▶ [What to work on] Go through the listing below and state how many lines hold the word "background", giving only the number.

▶ [Data under study]
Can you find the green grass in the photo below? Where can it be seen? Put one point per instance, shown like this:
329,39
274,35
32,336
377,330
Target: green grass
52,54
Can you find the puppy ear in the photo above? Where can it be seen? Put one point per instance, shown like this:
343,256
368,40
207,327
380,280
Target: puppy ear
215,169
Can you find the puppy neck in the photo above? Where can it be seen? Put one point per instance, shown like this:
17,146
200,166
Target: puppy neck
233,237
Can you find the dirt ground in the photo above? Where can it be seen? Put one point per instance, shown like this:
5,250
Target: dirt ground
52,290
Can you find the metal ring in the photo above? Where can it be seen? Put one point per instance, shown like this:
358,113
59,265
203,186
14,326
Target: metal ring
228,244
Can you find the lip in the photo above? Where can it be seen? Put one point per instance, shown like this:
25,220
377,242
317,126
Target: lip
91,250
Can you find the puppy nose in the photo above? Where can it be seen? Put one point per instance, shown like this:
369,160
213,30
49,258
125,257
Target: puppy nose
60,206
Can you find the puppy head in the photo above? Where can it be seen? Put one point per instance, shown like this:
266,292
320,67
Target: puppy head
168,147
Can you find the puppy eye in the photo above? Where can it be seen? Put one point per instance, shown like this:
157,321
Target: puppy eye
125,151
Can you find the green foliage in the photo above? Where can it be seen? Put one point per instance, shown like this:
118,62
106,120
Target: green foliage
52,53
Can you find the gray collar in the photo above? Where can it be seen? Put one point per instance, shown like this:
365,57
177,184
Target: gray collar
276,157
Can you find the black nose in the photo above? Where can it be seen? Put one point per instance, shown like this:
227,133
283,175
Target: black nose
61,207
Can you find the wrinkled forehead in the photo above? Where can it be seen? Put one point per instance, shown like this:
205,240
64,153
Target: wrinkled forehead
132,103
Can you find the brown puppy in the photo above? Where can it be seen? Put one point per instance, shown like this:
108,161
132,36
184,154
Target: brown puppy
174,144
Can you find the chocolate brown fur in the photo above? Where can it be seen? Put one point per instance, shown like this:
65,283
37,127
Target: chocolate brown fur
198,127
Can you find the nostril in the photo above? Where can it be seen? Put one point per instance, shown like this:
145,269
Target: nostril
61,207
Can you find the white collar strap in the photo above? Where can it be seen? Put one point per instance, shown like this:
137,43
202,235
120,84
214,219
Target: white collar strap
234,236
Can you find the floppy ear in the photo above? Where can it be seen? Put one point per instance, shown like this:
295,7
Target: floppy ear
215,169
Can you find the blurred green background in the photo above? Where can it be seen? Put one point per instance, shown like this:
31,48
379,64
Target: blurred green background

▶ [Result of this task] 2